Monday, June 09, 2008

14 people murdered in L.A. County over the weekend

The LA Times put the story on page B3.

I'll just repeat that -- 14 people murdered in Los Angeles County in one weekend and it doesn't even make the front page of the local section.

Nothing to see here people.

Sandra Day O'Connor wants more civics education

The NY Times today reports:

"Sandra Day O'Connor, the former Supreme Court justice, feels that civics education in American public school has become less of a priority in the era of standardized testing. So, in conjunction with two universities, she is developing an interactive Web Site with a civics curriculum for students called Our Courts. "Knowledge about our government is not handed down through the gene pool," she said. "Every generation has to learn it, and we have some work to do."

Dear Sandra Day O'Connor:

Just heard about the new civics education website. Congratulations. I'm wondering if your civics curriculum will include any lessons on how the SUPREME COURT SHOULD NOT PICK THE PRESIDENT AND SHOULD ALLOW ALL THE VOTES TO BE COUNTED. Just a thought.

All the best,
RFK Action Front

Friday, June 06, 2008

Stunning Excerpt from "Machiavelli's Shadow"

Salon is out today with a stunning excerpt from Paul Alexander's new book about Bush's response to Hurricane Katrina. (Hat tip to Melissa McEwan at Shakesville for flagging the following bombshell paragraphs:)
-- -- --
§ What to work on:
1/ Render this sentence from the blog excerpt in Spanish: "The LA Times put the story on page B3."
2/ Name every person mentioned by name in the blog excerpt.
3/ Return the passage of the blog excerpt starting at "Just heard about" and ending at "following bombshell paragraphs:)".
The material after this point has no connection to the blog excerpt.

§ Source data:
-- -- --
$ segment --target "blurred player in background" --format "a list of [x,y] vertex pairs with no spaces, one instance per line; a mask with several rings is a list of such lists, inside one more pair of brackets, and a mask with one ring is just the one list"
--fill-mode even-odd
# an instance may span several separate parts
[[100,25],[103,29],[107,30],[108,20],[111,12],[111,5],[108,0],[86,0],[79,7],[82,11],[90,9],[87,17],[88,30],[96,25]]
-- -- --
§ Solutions to the exercise:
1/ El LA Times puso la noticia en la página B3.

2/ Sandra Day O'Connor, Paul Alexander, Bush, Melissa McEwan

3/
Just heard about the new civics education website. Congratulations. I'm wondering if your civics curriculum will include any lessons on how the SUPREME COURT SHOULD NOT PICK THE PRESIDENT AND SHOULD ALLOW ALL THE VOTES TO BE COUNTED. Just a thought.

All the best,
RFK Action Front

Friday, June 06, 2008

Stunning Excerpt from "Machiavelli's Shadow"

Salon is out today with a stunning excerpt from Paul Alexander's new book about Bush's response to Hurricane Katrina. (Hat tip to Melissa McEwan at Shakesville for flagging the following bombshell paragraphs:)